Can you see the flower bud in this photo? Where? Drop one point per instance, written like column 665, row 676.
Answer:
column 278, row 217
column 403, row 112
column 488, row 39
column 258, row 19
* * *
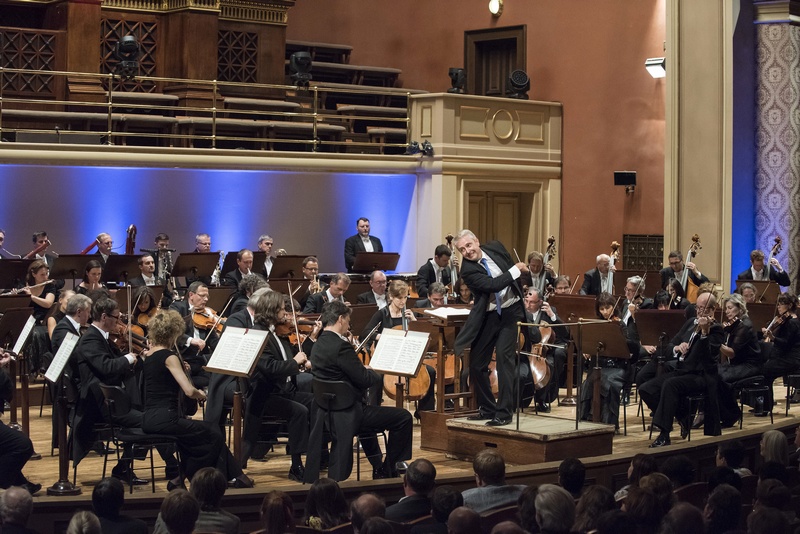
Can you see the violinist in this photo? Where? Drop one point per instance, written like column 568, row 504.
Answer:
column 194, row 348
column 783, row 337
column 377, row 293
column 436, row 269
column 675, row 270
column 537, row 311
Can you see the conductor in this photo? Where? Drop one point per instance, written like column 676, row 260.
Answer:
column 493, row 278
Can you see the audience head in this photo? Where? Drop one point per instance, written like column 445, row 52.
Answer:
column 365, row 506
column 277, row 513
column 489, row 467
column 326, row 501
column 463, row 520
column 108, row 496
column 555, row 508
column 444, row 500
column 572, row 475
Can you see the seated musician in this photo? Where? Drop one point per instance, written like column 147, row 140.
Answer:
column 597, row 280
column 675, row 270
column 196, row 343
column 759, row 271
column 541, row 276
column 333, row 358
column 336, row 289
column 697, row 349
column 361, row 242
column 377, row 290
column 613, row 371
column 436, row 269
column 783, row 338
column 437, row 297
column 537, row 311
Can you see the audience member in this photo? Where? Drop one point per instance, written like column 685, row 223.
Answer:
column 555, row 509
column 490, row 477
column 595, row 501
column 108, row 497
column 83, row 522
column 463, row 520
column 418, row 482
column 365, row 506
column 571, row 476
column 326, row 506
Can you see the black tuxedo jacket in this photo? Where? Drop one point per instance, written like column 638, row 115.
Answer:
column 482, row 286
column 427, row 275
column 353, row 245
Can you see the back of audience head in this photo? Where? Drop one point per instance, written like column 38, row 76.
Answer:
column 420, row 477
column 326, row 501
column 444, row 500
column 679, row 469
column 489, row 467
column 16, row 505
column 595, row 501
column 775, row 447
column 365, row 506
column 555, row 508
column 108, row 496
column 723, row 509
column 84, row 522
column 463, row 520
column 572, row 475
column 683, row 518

◆ Task
Using the records above, gather all lines where the string "head" is present.

◆ Answer below
Can you see the audience head in this photo? Where? Drop one point per instance, written like column 445, row 52.
Can you see the back of audience head in this photo? Where? Drop one point per instance, written like column 38, row 76.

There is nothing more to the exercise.